**TEXTO DE LEITURA**

►

A Estrutura do Purgatório

O Purgatório é o segundo livro da Divina Comédia de Dante Alighieri e representa o processo de purificação dentro da missão outorgada pelo escritor a si mesmo de levar a mensagem correta de Deus aos homens através da literatura. Por meio da visão teocêntrica que engendrava uma concepção vertical de mundo, tendo Deus como a cabeça, o alto e o inatingível e o Diabo como os pés, a poeira, o subterrâneo, Dante desenha a imagem do Purgatório como uma montanha terrestre com função de escada que levaria o ser até o céu - paraíso. Uma imagem no mínimo nova em um mundo dividido entre polaridades estanques e extremas, na qual o Purgatório se coloca como o centro, trazendo para a Idade Média um equilíbrio que não existe até então. Pois o reino do obscuro sempre foi associado com o subterrâneo e o céu com a morada dos deuses, enquanto o Purgatório não tinha até Dante uma imagem e uma forma específica, tendo se consolidado teoricamente com Santo Agostinho e São Tomás de Aquino e sua época e na literatura com o próprio Dante.

Para Dante, o Purgatório é uma montanha que está separada do mundo habitado, do mundo dos vivos, por um imenso oceano agitado e cheio de tempestades que afundam as embarcações que tentam se aproximar. A montanha fica em uma ilha e para ter o direito de escalá-la é preciso se arrepender dos pecados antes de morrer. Ao final dela, em seu cume, há o Paraíso, com sua porta estreita e fechada em volta de chamas e trancada com duas chaves, o qual está sendo guardado por um anjo armado com uma espada. E da mesma maneira que o Inferno, o Purgatório também é dividido em círculos de acordo com pecado cometido. Aqui se mantém a hierarquia dada pela gravidade da falta, com um diferencial em relação ao Inferno: o ser faltoso no Purgatório tem a chance de mudar de círculo, tornar-se mais leve, subir degraus, evoluir-se com o objetivo de chegar à porta do Paraíso.

◄

**DADOS EXTRAÍDOS**
►

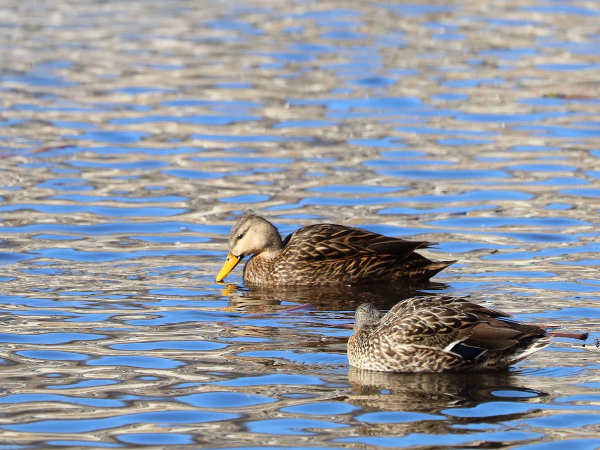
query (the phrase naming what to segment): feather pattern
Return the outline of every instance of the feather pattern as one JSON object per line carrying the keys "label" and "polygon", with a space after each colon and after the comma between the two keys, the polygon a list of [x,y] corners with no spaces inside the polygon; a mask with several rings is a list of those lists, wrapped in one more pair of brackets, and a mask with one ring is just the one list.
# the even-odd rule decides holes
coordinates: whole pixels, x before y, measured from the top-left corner
{"label": "feather pattern", "polygon": [[351,365],[385,372],[506,369],[547,346],[539,326],[462,298],[413,297],[382,316],[370,303],[356,308],[348,340]]}
{"label": "feather pattern", "polygon": [[[333,224],[305,226],[282,241],[271,223],[251,214],[232,229],[228,258],[253,255],[244,269],[244,281],[251,285],[400,283],[428,280],[455,262],[434,262],[415,252],[434,244]],[[217,281],[233,268],[225,265]]]}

◄

**O QUE SE PEDE**
1 - De acordo com o texto sobre o Purgatório, quem guarda a porta do Paraíso?
2 - Liste tudo o que, segundo o texto sobre o Purgatório, o ser faltoso tem a chance de fazer no Purgatório.
As entradas não são necessárias para este exercício.

**RESPOSTAS**
1 - Um anjo armado com uma espada.

2 -
- Mudar de círculo
- Tornar-se mais leve
- Subir degraus
- Evoluir-se com o objetivo de chegar à porta do Paraíso